*Excerpted passage*.
● ● ● ● ● ● ●
Leading the way in Scene Two, bass-baritone Alfred Walker made for a sturdy Wotan. The quality of the voice is obvious, and of Porgy and Bess proportions to boot. He only needs a more nuanced facility with words and a clearer emotional connection to the text to become a first-rate interpreter. We may be in the presence of the next generation’s most eloquent Wotan, but I do digress. I am eager to hear him in Act II of Die Walküre, should the powers that be at North Carolina Opera decide on staging that portion of the cycle in the near future. As it is, Walker’s sound signaled a turning point in the casting of this part. He has already sung the Dutchman in Wagner’s Der fliegende Holländer, as well as Amfortas in the same composer’s Parsifal. With his background and experience in this repertoire, then, it was evident from Sunday’s performance that Walker would draw from these two assignments a more lyrical approach to the head god than has been the norm of late.
Wotan’s first address to the newly built fortress of Valhalla, “Vollendet das ewige Werk,” was solid and smooth. Walker’s voice remained potent throughout the afternoon, as it rang out gloriously during the intervals where Wotan called Donner’s attention for his belligerence, as well as his final apostrophe before crossing the Rainbow Bridge (“Folge mir, Frau! In Walhall wonne mit mir”). I thought he might have needed a shade more heft in finding his musical way around the cumbersome staging. Perhaps better projection of the text might have helped make his words heard in the vast open spaces of Meymandi Hall. Still, this was as fine an attempt at portraying the head god as a flawed leader as any I have encountered of late.
● ● ● ● ● ● ●
*Dataset extract*.

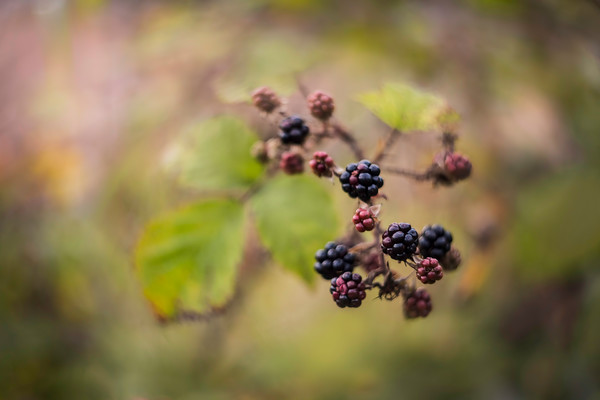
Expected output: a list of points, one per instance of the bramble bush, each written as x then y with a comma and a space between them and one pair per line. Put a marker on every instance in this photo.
188, 260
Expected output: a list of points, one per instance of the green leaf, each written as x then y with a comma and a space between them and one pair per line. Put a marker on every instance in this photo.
295, 217
556, 232
187, 260
407, 109
215, 154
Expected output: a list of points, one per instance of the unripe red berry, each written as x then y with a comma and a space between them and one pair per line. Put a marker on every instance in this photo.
265, 99
291, 163
429, 270
321, 164
363, 220
321, 105
417, 304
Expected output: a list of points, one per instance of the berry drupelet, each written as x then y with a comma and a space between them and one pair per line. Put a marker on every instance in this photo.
361, 180
399, 241
293, 130
363, 220
321, 164
334, 260
429, 270
348, 290
435, 242
417, 304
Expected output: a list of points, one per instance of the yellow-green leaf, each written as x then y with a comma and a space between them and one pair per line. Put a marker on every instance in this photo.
406, 108
187, 259
215, 154
295, 217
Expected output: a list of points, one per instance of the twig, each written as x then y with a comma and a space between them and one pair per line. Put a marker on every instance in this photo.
387, 143
418, 176
347, 138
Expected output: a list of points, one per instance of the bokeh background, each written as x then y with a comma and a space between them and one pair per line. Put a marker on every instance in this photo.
93, 92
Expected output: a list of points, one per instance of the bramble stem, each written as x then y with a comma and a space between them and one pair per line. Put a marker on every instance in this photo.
418, 176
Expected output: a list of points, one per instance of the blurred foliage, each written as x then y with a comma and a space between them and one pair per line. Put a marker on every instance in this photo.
95, 91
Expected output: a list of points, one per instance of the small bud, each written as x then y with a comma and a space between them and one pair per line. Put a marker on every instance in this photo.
291, 163
265, 99
321, 105
451, 260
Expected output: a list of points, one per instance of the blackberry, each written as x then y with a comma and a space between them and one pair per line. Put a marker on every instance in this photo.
334, 260
348, 290
429, 270
321, 105
363, 220
451, 260
291, 163
434, 242
361, 180
399, 241
265, 99
321, 164
293, 130
417, 304
372, 261
457, 166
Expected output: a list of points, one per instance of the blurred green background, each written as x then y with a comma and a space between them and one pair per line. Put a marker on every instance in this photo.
93, 92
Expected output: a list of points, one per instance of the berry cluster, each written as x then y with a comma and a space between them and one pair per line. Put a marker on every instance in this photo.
399, 241
363, 220
291, 163
417, 304
293, 130
361, 180
321, 164
348, 290
430, 254
435, 242
429, 270
334, 260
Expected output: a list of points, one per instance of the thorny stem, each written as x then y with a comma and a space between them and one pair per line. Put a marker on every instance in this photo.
418, 176
347, 138
387, 143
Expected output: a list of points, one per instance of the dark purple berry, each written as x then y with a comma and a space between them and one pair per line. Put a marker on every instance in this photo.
399, 241
435, 242
334, 260
293, 130
361, 180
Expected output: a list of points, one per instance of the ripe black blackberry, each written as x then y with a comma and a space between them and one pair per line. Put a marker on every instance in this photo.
435, 242
348, 290
417, 303
293, 130
429, 270
399, 241
334, 260
361, 180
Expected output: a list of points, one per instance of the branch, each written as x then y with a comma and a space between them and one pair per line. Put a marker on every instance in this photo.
387, 143
418, 176
347, 138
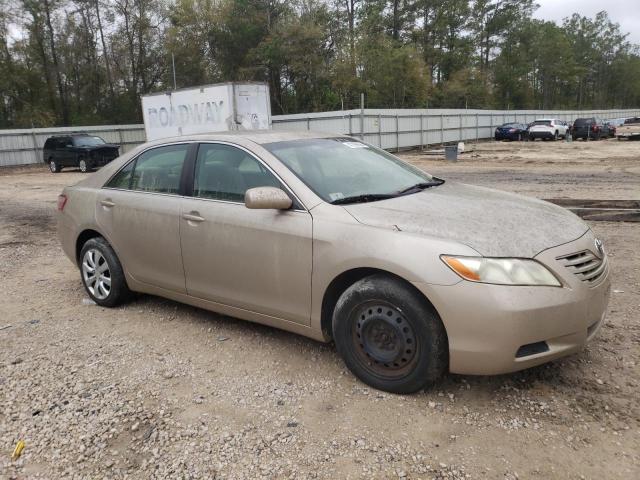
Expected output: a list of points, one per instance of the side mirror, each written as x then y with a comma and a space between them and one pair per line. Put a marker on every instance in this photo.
267, 198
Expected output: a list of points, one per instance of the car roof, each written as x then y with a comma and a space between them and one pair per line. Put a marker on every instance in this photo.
260, 137
71, 134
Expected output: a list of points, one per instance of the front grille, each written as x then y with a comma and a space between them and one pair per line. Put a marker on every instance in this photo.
585, 265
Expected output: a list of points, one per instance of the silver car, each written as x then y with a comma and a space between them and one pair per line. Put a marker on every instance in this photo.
332, 238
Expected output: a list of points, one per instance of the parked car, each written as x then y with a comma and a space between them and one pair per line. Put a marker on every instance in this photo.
511, 131
548, 129
335, 239
609, 129
630, 130
591, 128
78, 150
● ● ● ● ● ● ●
*Jobs*.
(1) Answer these from the opera review:
(a) Which two Wagner roles has Walker already sung?
(b) In which hall did the performance take place?
(c) With what words does Wotan first address the newly built fortress of Valhalla?
(2) Carry the opera review on past its final sentence.
The listing is drawn from a separate source.

*Responses in order*.
(1)
(a) The Dutchman in Der fliegende Holländer and Amfortas in Parsifal.
(b) Meymandi Hall.
(c) "Vollendet das ewige Werk."

(2)
Trying her best to take Wotan’s head out of the clouds was mezzo-soprano Michaela Martens’ mellow-voiced and womanly Fricka. Based on her previous appearances with the Met, especially her Marilyn Klinghoffer in the polemical The Death of Klinghoffer by John Adams, Martens was a natural for the harried housewife — taking the approach that the goddess of hearth and home, and of all that we humans hold sacred within the bonds of matrimony, need not be a haranguing harpy in order to get her way. The role, both here and in Die Walküre, is woefully short in comparison to Wagner’s other mezzo leads, including Venus in Tannhäuser, Ortrud in Lohengrin, Brangäne in Tristan, and Kundry in Parsifal. Nevertheless, the regal bearing is there, along with Martens’ projection of the text. Stage-wise, there really wasn’t much for this Fricka to do except to coddle her younger sister Freia from the clutches of those fearsome giants, Fasolt and Fafner.
Speak of the devils both artists were absolutely above reproach. British basso Richard Wiegold as Fasolt and American bass Solomon Howard as Fafner made for a solidly acted team of brothers in no one’s arms. They successfully delineated the two characters in appearance, bearing, and tone: Wiegold, with his excellent German diction, booming voice, and prominent stance (they each wore six-inch clodhoppers), showed heart-on-sleeve compassion for the fair Freia, whom he has fallen hopelessly in love with; while Solomon, the more (heh, heh) “practical-minded” of the pair, stressed treachery and lust for gold as the main reason for holding the goddess hostage.
Vocally, Wiegold would make an outstanding Hunding and Hagen. Large-scaled and robust, and fully capable of sustaining the high tessitura of his role’s demanding range, Wiegold gave a star-in-the-making performance. Let’s hear more of this marvelous singer, please. For his part, Solomon showed why he is one of the newer generation’s most outstanding young artists to emerge in this repertoire. Bravo to both of you fine gentlemen!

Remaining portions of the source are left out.